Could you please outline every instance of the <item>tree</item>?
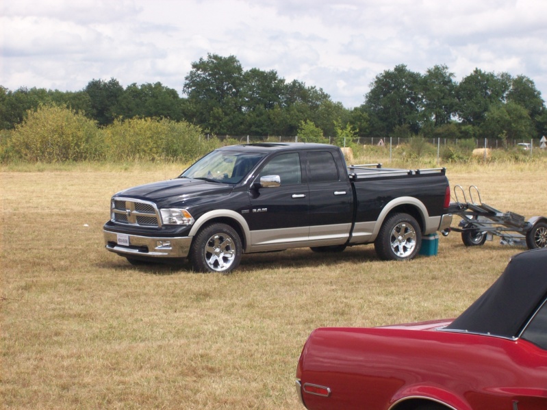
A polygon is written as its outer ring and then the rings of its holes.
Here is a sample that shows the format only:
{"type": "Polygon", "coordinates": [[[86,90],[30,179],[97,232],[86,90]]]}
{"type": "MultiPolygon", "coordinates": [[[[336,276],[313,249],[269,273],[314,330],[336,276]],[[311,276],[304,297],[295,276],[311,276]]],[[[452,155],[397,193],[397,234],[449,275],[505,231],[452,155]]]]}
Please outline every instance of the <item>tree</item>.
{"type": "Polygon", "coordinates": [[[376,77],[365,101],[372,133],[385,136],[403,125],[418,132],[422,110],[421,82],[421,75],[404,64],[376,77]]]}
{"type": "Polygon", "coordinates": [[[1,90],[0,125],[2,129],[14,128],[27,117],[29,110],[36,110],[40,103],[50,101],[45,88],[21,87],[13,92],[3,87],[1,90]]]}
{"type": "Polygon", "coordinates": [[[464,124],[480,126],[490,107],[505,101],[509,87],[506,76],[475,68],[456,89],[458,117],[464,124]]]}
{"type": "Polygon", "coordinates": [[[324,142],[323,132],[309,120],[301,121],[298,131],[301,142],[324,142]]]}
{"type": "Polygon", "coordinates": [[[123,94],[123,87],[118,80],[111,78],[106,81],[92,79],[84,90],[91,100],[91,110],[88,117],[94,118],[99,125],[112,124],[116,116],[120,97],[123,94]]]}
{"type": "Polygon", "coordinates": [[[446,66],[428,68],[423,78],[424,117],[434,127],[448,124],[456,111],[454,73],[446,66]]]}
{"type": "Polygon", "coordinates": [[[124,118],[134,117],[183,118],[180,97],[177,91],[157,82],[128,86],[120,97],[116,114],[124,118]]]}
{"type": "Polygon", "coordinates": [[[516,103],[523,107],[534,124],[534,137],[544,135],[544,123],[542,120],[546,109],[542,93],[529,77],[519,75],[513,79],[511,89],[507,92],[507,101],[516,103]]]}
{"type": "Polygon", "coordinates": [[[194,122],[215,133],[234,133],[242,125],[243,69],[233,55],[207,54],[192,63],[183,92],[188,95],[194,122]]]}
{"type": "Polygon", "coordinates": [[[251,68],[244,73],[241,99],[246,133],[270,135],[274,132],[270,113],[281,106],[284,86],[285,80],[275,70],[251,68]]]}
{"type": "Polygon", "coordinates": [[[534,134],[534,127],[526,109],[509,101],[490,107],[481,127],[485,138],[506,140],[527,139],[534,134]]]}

————————

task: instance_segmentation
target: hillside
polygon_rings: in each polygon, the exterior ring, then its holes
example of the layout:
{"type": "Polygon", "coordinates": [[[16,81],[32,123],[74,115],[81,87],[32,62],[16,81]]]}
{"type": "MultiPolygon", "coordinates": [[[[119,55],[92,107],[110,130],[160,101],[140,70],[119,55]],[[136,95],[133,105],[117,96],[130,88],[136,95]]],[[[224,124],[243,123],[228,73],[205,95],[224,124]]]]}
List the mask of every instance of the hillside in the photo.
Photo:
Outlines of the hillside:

————————

Written exercise
Copy the lines from the one that has "Could you please" through the one that has "Please outline every instance of the <item>tree</item>.", replacing "tree" with "oak" and keeping everything else the same. Leave the picture out of your answer.

Exercise solution
Could you please outline every instance of the <item>oak</item>?
A polygon is written as its outer ring and then the rings of its holes.
Here is a sample that shows the format only:
{"type": "Polygon", "coordinates": [[[86,90],[30,179],[97,232],[86,90]]]}
{"type": "MultiPolygon", "coordinates": [[[[336,276],[313,249],[269,273],[314,330],[336,276]],[[311,276],[304,297],[295,276],[311,276]]],[[[452,155],[397,193],[397,234],[449,275],[505,231],[452,155]]]]}
Please outline every instance of the <item>oak</item>.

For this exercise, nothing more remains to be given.